(Records from a point labeling set)
-- BEGIN --

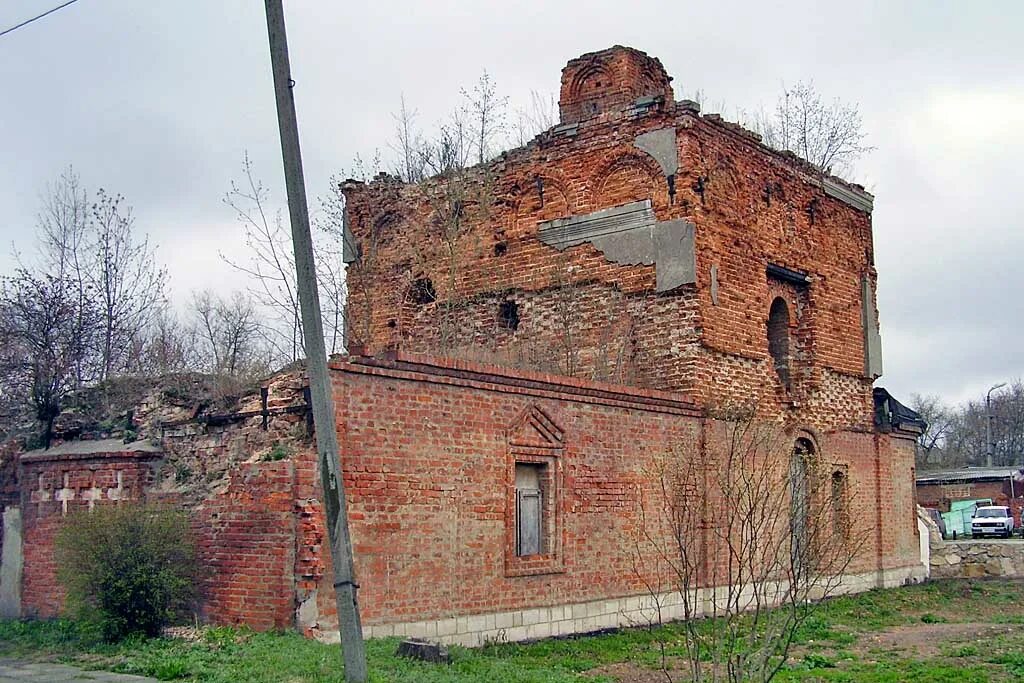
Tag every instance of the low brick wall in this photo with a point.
(967, 559)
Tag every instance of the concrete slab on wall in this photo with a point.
(10, 564)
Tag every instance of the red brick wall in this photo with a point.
(751, 207)
(939, 496)
(52, 486)
(426, 453)
(247, 548)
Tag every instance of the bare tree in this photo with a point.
(62, 243)
(167, 346)
(230, 333)
(829, 135)
(409, 144)
(127, 281)
(744, 526)
(940, 421)
(486, 112)
(45, 334)
(270, 266)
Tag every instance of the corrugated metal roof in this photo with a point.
(971, 474)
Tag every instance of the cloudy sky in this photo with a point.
(160, 99)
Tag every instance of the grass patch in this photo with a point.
(827, 648)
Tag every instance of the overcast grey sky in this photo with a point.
(160, 99)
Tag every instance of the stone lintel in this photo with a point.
(630, 235)
(662, 145)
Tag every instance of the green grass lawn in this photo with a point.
(938, 632)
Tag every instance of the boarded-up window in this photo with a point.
(841, 511)
(528, 509)
(778, 339)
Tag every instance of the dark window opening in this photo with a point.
(841, 511)
(508, 314)
(778, 339)
(423, 292)
(529, 537)
(800, 503)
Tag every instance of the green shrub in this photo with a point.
(128, 568)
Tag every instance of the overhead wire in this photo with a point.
(35, 18)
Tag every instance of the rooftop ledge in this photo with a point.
(443, 370)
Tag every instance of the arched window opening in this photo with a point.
(778, 339)
(800, 502)
(840, 498)
(508, 314)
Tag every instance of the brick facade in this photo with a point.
(570, 310)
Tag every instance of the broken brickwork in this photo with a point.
(547, 325)
(636, 242)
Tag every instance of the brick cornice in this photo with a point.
(414, 367)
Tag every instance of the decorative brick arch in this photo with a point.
(630, 176)
(525, 200)
(535, 439)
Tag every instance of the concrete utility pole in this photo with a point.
(989, 443)
(353, 648)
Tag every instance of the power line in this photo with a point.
(34, 18)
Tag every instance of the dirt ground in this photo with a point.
(919, 640)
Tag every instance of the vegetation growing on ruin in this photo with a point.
(925, 633)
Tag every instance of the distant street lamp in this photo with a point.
(989, 443)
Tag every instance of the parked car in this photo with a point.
(992, 520)
(936, 517)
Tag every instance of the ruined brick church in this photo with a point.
(524, 336)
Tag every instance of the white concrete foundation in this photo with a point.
(476, 630)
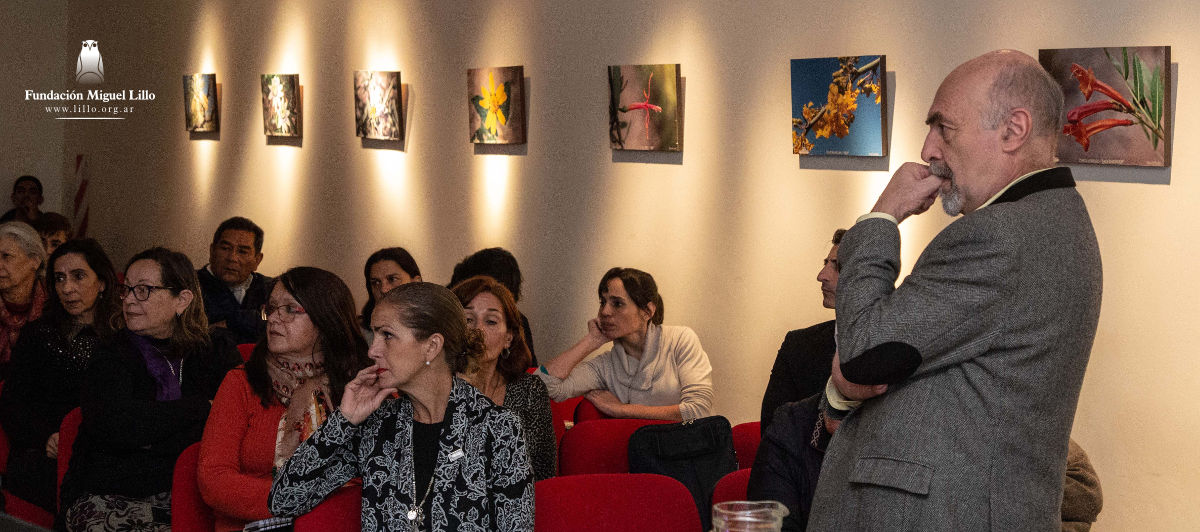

-- END --

→ Exercise:
Gather every line in the records above that contains the word "wall", with case counting.

→ Final answer:
Tag every instance of the low brick wall in this photo with a point.
Tag every instance of the concrete slab on wall in this photo with a point.
Tag every instance of the red brick wall in this photo with a point.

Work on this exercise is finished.